▶ **Task goal**: List, in full, every line of the data below that contains the string "each".

▶ **Dataset records**:
--- Begin ---
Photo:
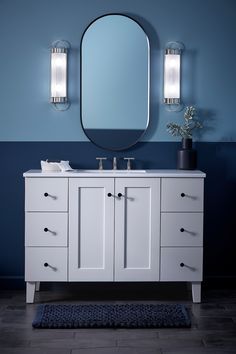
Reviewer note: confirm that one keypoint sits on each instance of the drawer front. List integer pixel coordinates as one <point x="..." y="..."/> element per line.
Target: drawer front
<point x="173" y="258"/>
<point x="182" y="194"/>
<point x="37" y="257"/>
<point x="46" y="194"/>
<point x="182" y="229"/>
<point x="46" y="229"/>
--- End ---
--- Begin ---
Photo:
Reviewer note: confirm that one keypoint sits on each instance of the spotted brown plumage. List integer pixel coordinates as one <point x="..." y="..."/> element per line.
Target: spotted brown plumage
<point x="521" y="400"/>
--- End ---
▶ **Written solution**:
Reviewer note: confirm that one keypoint sits on each instance of the drawer front. List integer pixel coordinates as one <point x="..." y="..."/> element per line.
Reviewer note: confirm that one keypoint sits on each instance of the spotted brown plumage. List integer pixel coordinates as one <point x="..." y="..."/> element per line.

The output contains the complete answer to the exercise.